• Required actions:
[a] Answer these questions from the post about building a literature screening tool with gpt-5-codex:
(i) Which low-cost model screened the papers one by one?
(ii) Which two tools were tried before the new tool was built?
(iii) How many papers did the new tool narrow the set down to, and from how many?
[b] Carry on the post about building a literature screening tool with gpt-5-codex from where it stops, in the same first-person voice.

OpenAI gpt-5-codex

Today I experienced another “Jagged AGI Moment” with gpt-5-codex.

Published: 2025-09-17

Today I experienced another “Jagged AGI Moment” with gpt-5-codex!

I build a Literature Screening Assistant using the Codex CLI in a single shot and used the low-cost gpt-oss-120b to screen papers one by one against inclusion/exclusion criteira. The results look promising!

Background: I am running a traditional literature review. I collected over 1,000 papers and needed to screen them. I tried Rayyan first and use Comet to manually screen 50 papers to enable its AI screening feature, but it did not help. I also tried ASReview, but it looks complex.

Last night I talked with a friend who suggeted Vibe Coding a tool. In the shower I mapped what I needed. This moring, I crafted my PRD, then fed it to Codex. Surpringly, in 30 mintues, without adding a new conversation, I had a usable prototype.

I tested it this afternoon and deployed it online. It helped me narrow 1,426 papers to 128. The total cost including my test was under $1! This was also the first time I enjoyed a smooth coding experience without too many arguments with the AI.

• Information shown:
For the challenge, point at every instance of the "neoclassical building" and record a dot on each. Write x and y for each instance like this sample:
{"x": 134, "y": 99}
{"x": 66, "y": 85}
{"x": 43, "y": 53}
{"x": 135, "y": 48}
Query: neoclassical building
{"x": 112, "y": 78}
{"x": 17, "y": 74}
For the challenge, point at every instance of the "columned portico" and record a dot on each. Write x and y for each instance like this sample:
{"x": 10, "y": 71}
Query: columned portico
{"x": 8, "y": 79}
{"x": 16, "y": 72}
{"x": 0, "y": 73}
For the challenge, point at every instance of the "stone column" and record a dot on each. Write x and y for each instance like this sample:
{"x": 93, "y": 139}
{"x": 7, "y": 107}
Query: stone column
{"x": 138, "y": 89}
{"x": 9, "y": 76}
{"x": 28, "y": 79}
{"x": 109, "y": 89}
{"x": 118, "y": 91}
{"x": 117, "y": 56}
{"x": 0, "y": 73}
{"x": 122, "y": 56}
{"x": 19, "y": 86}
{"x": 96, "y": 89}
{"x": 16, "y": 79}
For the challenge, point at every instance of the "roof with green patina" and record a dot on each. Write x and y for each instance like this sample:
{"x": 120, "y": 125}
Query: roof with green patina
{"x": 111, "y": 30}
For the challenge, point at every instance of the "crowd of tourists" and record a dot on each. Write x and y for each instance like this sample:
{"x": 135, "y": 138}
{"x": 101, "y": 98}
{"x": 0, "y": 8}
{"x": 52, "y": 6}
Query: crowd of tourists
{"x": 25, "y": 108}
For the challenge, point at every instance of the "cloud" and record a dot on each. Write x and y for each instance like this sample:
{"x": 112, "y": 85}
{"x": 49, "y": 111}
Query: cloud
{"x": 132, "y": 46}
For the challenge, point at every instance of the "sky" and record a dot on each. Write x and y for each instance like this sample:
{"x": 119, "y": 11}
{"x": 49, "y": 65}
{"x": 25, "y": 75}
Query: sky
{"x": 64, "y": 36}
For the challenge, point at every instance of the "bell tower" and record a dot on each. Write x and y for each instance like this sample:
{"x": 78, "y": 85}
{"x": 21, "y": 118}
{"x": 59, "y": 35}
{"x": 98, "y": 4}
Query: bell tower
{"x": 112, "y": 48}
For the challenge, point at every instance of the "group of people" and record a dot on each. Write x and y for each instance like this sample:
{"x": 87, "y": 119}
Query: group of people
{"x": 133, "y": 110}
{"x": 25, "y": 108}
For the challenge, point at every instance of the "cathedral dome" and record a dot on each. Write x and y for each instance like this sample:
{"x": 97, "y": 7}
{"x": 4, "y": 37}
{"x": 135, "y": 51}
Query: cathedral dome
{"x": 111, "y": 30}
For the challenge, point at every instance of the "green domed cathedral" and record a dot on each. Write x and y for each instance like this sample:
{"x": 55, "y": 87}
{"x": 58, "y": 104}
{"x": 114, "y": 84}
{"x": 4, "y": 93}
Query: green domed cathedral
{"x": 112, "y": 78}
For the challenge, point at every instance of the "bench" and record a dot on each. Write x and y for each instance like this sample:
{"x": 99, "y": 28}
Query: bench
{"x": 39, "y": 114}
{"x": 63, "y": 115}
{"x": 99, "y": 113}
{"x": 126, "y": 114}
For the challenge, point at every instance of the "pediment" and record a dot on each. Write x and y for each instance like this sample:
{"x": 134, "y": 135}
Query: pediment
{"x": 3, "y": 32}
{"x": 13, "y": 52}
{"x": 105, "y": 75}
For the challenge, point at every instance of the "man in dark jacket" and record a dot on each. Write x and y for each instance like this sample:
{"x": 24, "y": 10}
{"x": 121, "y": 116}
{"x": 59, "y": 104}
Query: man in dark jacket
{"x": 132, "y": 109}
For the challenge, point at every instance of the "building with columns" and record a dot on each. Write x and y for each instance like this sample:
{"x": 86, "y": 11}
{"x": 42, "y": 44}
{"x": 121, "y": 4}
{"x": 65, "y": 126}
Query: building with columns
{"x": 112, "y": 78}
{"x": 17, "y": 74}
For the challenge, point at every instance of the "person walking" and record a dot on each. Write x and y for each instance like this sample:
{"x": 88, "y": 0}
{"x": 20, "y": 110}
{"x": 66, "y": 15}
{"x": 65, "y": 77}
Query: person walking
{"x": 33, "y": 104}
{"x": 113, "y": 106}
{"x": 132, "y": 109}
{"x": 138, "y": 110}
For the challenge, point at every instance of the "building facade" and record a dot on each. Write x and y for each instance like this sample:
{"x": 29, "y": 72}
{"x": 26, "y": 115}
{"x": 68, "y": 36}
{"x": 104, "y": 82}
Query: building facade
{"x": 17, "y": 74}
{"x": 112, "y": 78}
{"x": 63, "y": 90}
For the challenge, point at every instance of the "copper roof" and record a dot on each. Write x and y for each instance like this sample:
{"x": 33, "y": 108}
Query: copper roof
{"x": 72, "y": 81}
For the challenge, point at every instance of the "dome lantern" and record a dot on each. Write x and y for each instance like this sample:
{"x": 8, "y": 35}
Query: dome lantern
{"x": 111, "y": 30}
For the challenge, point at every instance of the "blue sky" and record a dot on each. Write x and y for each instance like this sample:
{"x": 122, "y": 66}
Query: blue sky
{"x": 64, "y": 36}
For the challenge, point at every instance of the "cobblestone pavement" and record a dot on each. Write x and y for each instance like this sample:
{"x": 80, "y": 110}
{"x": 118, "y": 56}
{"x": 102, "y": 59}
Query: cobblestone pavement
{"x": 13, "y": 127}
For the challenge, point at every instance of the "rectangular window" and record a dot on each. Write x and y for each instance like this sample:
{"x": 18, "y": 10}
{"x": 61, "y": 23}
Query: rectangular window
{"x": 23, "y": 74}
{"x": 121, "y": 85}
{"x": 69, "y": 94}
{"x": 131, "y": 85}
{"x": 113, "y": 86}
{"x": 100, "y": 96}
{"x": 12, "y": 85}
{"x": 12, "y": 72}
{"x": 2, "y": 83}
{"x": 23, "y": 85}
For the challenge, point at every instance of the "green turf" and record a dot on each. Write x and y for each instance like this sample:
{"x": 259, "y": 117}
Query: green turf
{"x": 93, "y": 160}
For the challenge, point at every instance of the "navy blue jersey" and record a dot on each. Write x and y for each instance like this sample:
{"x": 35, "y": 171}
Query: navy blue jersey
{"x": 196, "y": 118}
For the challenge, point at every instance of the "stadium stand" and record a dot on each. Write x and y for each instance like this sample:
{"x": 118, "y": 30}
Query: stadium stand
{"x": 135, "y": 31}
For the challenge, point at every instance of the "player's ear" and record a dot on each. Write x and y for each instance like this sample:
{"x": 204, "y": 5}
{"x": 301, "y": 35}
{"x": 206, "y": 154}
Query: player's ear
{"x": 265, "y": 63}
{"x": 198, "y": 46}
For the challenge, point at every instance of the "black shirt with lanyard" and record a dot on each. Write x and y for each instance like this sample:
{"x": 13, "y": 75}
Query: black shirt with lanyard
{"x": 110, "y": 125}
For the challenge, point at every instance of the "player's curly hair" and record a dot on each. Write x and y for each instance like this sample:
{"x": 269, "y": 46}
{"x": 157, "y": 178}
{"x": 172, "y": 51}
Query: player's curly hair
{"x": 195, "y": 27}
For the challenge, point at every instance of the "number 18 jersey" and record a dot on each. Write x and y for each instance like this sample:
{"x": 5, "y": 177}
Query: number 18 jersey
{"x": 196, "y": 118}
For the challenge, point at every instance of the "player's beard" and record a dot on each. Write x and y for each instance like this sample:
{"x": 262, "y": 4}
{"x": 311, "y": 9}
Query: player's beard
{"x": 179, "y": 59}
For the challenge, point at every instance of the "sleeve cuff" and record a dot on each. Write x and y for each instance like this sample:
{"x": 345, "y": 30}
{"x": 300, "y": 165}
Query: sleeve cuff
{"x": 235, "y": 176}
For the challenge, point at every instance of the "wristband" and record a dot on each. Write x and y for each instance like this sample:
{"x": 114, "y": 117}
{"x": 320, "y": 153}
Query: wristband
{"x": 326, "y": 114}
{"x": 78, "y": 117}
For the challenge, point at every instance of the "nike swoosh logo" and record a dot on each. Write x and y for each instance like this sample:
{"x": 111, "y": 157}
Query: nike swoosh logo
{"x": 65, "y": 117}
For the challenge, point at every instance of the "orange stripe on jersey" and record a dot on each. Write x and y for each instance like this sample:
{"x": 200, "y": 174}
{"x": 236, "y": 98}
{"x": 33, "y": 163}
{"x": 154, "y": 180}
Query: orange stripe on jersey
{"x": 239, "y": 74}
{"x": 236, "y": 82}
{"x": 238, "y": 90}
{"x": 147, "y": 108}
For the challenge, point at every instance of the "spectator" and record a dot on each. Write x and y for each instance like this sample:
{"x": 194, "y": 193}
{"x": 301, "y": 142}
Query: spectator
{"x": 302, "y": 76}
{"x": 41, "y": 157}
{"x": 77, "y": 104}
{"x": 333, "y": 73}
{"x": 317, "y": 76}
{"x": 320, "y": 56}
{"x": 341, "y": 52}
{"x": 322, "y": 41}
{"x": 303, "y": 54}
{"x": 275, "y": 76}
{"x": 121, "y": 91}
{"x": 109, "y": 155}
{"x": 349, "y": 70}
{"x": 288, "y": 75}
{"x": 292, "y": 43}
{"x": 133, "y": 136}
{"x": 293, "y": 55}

• Task responses:
[a]
(i) gpt-oss-120b
(ii) Rayyan and ASReview
(iii) 128 papers, from 1,426

[b]
What excited me is not the tool itself but the future it signals. If no tool matches my needs, I can build one easily. That feels like exponential capability! Bro, it’s just September 2025! Pro tips: trying gpt-5-codex! Try the tool here:

https://literature-screening.vercel.app

On my way to support my friend’s half marathon, Codex helped me integrate with the free Grok-4-fast model remotely. You can use this screening tool for free right now!

Thanks to @grok 4 fast, I could run multiple rounds to validate the different results for free~!

Showing Codex like CLI tools to 8 of my friends this weekend. Over half still didn't get it. Some said it wasn't until they saw how I used it that they could realize it was an army of intelligence. (Not for the coding but to finish the assignments in a few shots)

I am reading several papers that screen from my tool. While AI can help me finish the task in one shot, I’d like to read and annotate by myself and then compare my notes with AI’s.

Claude Sonnet 4.5 looks failed for me (At least few-shots tries). I ran the same prompt in Claude Code and Cursor with Sonnet 4.5, and neither worked. In contrast, gpt-5-codex-medium produced a usable prototype in just a few prompt.